# Data records:
::::::::
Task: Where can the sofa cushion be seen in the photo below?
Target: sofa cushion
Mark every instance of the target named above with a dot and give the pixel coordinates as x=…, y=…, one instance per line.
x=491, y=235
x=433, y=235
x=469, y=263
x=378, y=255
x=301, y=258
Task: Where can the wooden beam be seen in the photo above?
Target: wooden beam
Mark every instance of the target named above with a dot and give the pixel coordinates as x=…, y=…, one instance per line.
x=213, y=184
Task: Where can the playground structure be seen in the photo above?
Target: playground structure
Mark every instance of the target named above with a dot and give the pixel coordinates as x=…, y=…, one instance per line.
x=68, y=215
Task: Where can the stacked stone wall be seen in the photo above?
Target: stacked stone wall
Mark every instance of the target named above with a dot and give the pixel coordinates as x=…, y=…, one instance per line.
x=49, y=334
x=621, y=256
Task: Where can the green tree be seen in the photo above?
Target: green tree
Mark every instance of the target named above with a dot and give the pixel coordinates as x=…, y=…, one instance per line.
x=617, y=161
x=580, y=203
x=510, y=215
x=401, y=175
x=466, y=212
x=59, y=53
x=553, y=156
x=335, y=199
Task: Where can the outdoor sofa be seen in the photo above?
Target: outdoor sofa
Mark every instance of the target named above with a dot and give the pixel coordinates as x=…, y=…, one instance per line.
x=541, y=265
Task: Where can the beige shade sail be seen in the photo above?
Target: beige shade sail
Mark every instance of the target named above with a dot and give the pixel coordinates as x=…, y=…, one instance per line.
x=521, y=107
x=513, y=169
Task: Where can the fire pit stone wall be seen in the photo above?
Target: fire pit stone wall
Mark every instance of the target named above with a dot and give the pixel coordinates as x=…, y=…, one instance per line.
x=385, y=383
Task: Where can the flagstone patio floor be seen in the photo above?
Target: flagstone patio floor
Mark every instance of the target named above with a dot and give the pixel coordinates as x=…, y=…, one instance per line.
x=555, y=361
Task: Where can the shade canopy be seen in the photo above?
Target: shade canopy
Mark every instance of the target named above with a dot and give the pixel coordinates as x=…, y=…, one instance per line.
::::::::
# Task goal:
Turn every line of the material above into a numbered list, leaving out any blank lines.

# Worked answer:
1. Task: Where can the sofa cushion be seen in the photo below?
2. Target: sofa cushion
3. Mark every instance of the target named above with a dot and give the pixel coordinates as x=…, y=…, one instance per line.
4. x=491, y=235
5. x=433, y=235
6. x=469, y=263
7. x=378, y=255
8. x=301, y=258
9. Task: Where can the wooden beam be seen in the photo above?
10. Target: wooden beam
11. Mark every instance of the target named above with a dot and give the pixel coordinates as x=…, y=…, one instance per line.
12. x=213, y=184
13. Task: Where can the playground structure be seen in the photo above?
14. Target: playground structure
15. Mark every instance of the target named above with a dot and give the pixel coordinates as x=…, y=…, one instance per line.
16. x=68, y=215
17. Task: Where can the stacked stone wall be seen in the photo above?
18. Target: stacked stone wall
19. Mark every instance of the target named above with a dot and give the pixel coordinates as x=…, y=…, one instance per line.
20. x=49, y=334
21. x=621, y=256
22. Task: Where can the green tree be seen in the photo above?
23. Target: green tree
24. Mark every instance of the target named above with a dot and give the pixel coordinates as x=…, y=…, one instance per line.
25. x=617, y=161
26. x=580, y=203
27. x=510, y=215
28. x=401, y=175
29. x=466, y=212
30. x=59, y=53
31. x=553, y=156
32. x=335, y=199
33. Task: Where can the outdoor sofa be seen in the photo above?
34. Target: outdoor sofa
35. Mark every instance of the target named above with a dot and give the pixel coordinates as x=…, y=…, one instance per line.
36. x=541, y=265
37. Task: Where can the beige shade sail be seen in the photo above?
38. Target: beige shade sail
39. Mark every instance of the target named above with a dot and give the pixel coordinates as x=…, y=…, one instance per line.
40. x=521, y=107
41. x=513, y=169
42. Task: Where can the fire pit stone wall be seen in the photo above?
43. Target: fire pit stone wall
44. Mark every instance of the target named above with a dot and give the pixel coordinates as x=…, y=…, one instance per line.
45. x=385, y=383
46. Task: Where can the flagstone patio floor be seen in the photo above?
47. Target: flagstone patio floor
48. Mark every instance of the target named above with a dot and give the pixel coordinates as x=…, y=…, one instance per line.
49. x=555, y=361
50. Task: Where can the shade canopy be seen in the photo above?
51. Target: shade canopy
52. Mark every instance of the target named above with a dot and give the pixel coordinates as x=…, y=…, one instance per line.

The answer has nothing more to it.